Referring expression pointing data:
┌──

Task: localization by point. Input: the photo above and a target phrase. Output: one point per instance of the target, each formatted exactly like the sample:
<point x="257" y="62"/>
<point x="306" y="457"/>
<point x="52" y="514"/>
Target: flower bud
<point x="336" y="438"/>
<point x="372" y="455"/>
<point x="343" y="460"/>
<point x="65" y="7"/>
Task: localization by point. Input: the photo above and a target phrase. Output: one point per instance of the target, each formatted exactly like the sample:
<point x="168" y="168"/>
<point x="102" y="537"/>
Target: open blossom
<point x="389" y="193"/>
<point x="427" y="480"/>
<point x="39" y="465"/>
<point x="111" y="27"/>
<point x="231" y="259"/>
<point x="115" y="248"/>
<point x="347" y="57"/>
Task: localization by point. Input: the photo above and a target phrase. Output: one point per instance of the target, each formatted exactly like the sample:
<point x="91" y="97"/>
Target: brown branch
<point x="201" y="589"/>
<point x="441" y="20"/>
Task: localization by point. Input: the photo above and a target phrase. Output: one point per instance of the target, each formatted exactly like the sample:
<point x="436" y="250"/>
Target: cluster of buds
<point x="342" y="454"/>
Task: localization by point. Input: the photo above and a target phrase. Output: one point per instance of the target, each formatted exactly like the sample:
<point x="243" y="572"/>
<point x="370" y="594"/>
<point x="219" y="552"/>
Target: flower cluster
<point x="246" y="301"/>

└──

#### What you have to do:
Every record should be given again exactly.

#### Your solution:
Task: localization by point. Input: the photo above and a target phrase. Output: one point per instance of the target, each formatted exactly like the sample:
<point x="257" y="62"/>
<point x="306" y="457"/>
<point x="52" y="514"/>
Target: flower bud
<point x="336" y="438"/>
<point x="372" y="455"/>
<point x="343" y="460"/>
<point x="65" y="7"/>
Task: localization by point. Input: the photo above and a target phrase. Output: one point per instance of the target, each formatted exactly like the sample:
<point x="168" y="168"/>
<point x="102" y="537"/>
Target: open blossom
<point x="389" y="193"/>
<point x="427" y="480"/>
<point x="39" y="465"/>
<point x="111" y="27"/>
<point x="231" y="259"/>
<point x="115" y="248"/>
<point x="347" y="57"/>
Task: localization by point. Input: the photo above and a target phrase. Output: one point per instance of the target, each formatted exactly like the sample:
<point x="91" y="97"/>
Target: brown branch
<point x="201" y="589"/>
<point x="441" y="20"/>
Task: localization by point. Input: the photo above and a target phrase. Output: one point per instance of the target, each formatted exactly like the sample:
<point x="436" y="250"/>
Target: cluster of buds
<point x="342" y="454"/>
Task: localization by point. Input: the photo above and a target phrase. Output: one point per instance of the target, each formatted exactly like the sample:
<point x="243" y="572"/>
<point x="370" y="594"/>
<point x="219" y="552"/>
Target: flower cluster
<point x="246" y="301"/>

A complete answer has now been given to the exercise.